**WHAT YOU WILL DO**:
1) Answer these questions from the article on no-till corn farming:
(a) What per-acre corn average is Schlapkohl on track to reach?
(b) How many ounces per acre of Micro-Pack go into his in-furrow package?
(c) How much starter and how much reverse-osmosis water make up his diluted rate?
2) Resume the article on no-till corn farming after its last sentence.

**EXERCISE TEXT**:
□ □ □ □ □ □ □

The right soil tests, inputs, equipment and even water help an Iowa no-tiller hit yield potentials.
Success is bound to come when even the performance of water is held to a higher standard as it is on Keith Schlapkohl’s Stockton, Iowa, farm.
A Kick-Start: Keith Schlapkohl’s 8-19-3 starter gets plants off to a booming start. The plant on left received no starter and has significantly less root structure.
After years of experimenting with equipment, soil tests, inputs and other areas, Schlapkohl has found a “U-Trough approach” that has him on track for reaching a 300-bushel-per-acre corn average. He consistently yields in the mid 200-bushels and his yield monitor jumps to over 300 bushels on his best-yielding acres.
“There are no magic bullets. That’s why I use a systems approach,” Schlapkohl says. “Take out any one of these steps and I can’t guarantee results.”
Multitasking Planter
Schlapkohl views the planter as a precision nutrient-placement tool.
“You can do all you want with RTK or strip-till, but when you do strip-till, the nutrients are 6 to 8 inches under the seed,” he says. “I want the seed to get nutrients the day we start.”
Schlapkohl achieves this by creating an in-furrow package for the seed. It includes 26 ounces per acre of Micro-Pack, which contains live bacteria and enzymes. He also uses food-grade phosphoric acid starter (8-19-3), rather than spent phosphoric acid, which can contain lead. The starter is diluted with reverse-osmosis water to a rate of 2.5 gallons starter with 2.5 gallons water.
“Reverse-osmosis water is pure and increases the potency of the fertilizer,” Schlapkohl explains. “One grower I know gained 15 bushels per acre when he went from 5 gallons of starter to 5 gallons of starter plus 5 gallons of reverse-osmosis water.”

□ □ □ □ □ □ □

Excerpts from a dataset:

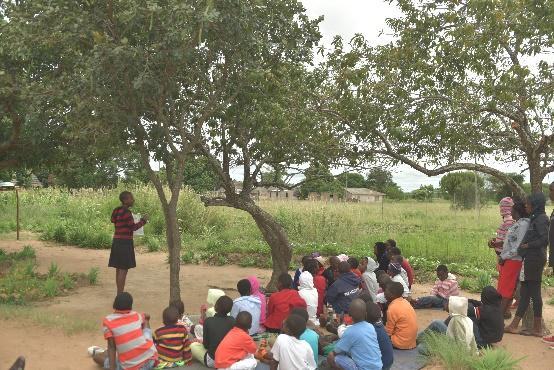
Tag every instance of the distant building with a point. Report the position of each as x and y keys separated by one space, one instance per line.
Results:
x=363 y=195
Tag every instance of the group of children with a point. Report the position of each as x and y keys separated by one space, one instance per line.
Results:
x=351 y=313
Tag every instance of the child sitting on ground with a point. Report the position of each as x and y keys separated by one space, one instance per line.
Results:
x=354 y=264
x=369 y=279
x=396 y=254
x=215 y=329
x=289 y=352
x=401 y=318
x=394 y=273
x=184 y=319
x=248 y=303
x=445 y=287
x=358 y=348
x=281 y=302
x=373 y=317
x=129 y=338
x=236 y=350
x=172 y=341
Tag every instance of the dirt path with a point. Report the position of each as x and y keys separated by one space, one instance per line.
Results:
x=49 y=348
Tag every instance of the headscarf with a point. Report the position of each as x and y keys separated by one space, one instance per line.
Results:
x=506 y=205
x=255 y=291
x=213 y=296
x=395 y=268
x=371 y=264
x=460 y=326
x=538 y=203
x=490 y=296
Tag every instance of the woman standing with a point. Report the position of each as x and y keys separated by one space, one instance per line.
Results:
x=509 y=260
x=533 y=251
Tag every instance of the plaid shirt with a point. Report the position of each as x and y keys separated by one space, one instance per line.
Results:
x=445 y=288
x=124 y=223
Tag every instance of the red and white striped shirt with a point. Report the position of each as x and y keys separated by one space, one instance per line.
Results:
x=133 y=348
x=124 y=223
x=445 y=288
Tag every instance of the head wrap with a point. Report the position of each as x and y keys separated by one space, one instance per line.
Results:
x=395 y=268
x=506 y=205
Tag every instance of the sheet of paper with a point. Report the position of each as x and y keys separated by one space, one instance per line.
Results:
x=138 y=232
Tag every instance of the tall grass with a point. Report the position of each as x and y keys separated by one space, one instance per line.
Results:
x=430 y=230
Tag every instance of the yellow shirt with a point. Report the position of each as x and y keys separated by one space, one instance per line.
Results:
x=402 y=324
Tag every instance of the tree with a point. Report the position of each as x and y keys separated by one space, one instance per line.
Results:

□ □ □ □ □ □ □

**RESULTS FOR THE EXERCISE**:
1)
(a) 300 bushels per acre
(b) 26 ounces per acre
(c) 2.5 gallons of starter with 2.5 gallons of reverse-osmosis water

2)
His planter is set up to band additional fertility on either side of the row. One side applies 32% liquid nitrogen at 15 gallons per acre, along with 5 gallons of calcium nitrate and 5 gallons of reverse-osmosis water. The other side puts down 150 pounds of dry 17-9-7-6S-6Ca per acre.
The 17 is ammonium nitrate and ammonium sulfate; the nine is soft rock phosphate and phosphoric acid; the 7 is potassium sulfate, and the 6 sulfur and 6 calcium come from gypsum and lime. The total package equates to about 50 to 60 pounds of nitrogen applied with the planter.
Soybeans also get 26 ounces of Micro-Pack at planting time, along with 2 quarts of the high-grade 8-19-3 starter per acre with 4.5 gallons of reverse-osmosis water. On the side they also get 75 pounds of the dry fertilizer per acre, 3 gallons of calcium nitrate, and 7 gallons of reverse-osmosis water.
Focus on Foliar
“I start early with my foliar program using a banding sprayer,” Schlapkohl says.
The first foliar pass includes 24 ounces of Foliar Stimulate per acre, mixed with another 2 quarts of the 8-19-3 starter. Foliar Stimulate contains organic carbons and natural plant-growth regulators, and the food-grade starter contains no salts — which means no leaf burn.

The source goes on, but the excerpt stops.